(Beginning of Excerpted records)
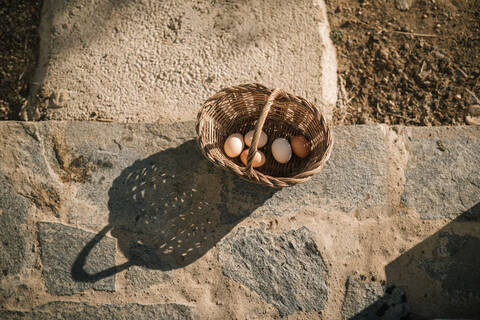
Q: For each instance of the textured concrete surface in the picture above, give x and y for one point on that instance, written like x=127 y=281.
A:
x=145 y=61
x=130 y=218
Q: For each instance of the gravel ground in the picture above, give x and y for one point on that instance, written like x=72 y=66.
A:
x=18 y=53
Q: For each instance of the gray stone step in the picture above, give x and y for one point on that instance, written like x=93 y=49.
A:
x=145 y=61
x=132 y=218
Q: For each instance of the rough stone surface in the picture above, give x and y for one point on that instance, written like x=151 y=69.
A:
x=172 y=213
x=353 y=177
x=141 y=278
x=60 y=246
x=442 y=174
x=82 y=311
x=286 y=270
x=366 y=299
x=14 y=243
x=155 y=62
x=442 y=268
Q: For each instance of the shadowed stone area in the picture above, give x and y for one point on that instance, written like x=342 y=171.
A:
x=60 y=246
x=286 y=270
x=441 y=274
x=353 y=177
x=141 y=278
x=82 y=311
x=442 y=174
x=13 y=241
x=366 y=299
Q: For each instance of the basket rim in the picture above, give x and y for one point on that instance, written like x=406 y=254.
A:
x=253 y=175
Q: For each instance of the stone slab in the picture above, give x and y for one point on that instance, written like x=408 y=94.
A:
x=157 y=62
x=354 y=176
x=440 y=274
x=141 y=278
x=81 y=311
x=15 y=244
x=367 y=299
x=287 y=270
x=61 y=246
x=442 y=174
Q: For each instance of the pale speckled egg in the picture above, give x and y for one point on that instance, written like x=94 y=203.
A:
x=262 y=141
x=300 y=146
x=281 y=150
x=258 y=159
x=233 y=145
(End of Excerpted records)
**Work to be completed:**
With the pictures stripped out, return each record word for word.

**Your response:**
Q: For each instance of the textured concrete surface in the picture above, give x and y for one point on that instance, written like x=127 y=281.
A:
x=145 y=61
x=130 y=218
Q: For each instance of the gravel ground in the picture above, give x and y for one point on that instance, written like x=72 y=66.
A:
x=18 y=53
Q: For each instance of the gray stone step in the picture above, give x and y for one point on that instance, written like x=93 y=49.
A:
x=145 y=61
x=132 y=218
Q: For each instance of the rough stone surface in the picture above, give x and y for one point on that instance, written like x=151 y=69.
A:
x=172 y=213
x=353 y=177
x=141 y=278
x=60 y=246
x=442 y=174
x=82 y=311
x=286 y=270
x=366 y=299
x=14 y=243
x=155 y=62
x=442 y=268
Q: For each instance of the shadowed stone area in the picture above, give x and y for one point on that instance, written like x=342 y=171.
A:
x=60 y=246
x=286 y=270
x=441 y=274
x=353 y=177
x=141 y=278
x=82 y=311
x=442 y=174
x=13 y=241
x=366 y=299
Q: For each instance of the basket rim in the picture above, give x and y for one point on that instance, written like x=406 y=254.
A:
x=253 y=175
Q: For each instance of the stone slab in the picture above, give x and y for one point on that instance, written like x=408 y=94.
A:
x=157 y=62
x=354 y=176
x=440 y=274
x=141 y=278
x=81 y=311
x=15 y=244
x=367 y=299
x=287 y=270
x=61 y=246
x=442 y=174
Q: For each instance of the pale speckled egg in the picture above, give x and y for one point on that instance, written like x=94 y=203.
A:
x=262 y=141
x=300 y=146
x=281 y=150
x=258 y=159
x=233 y=145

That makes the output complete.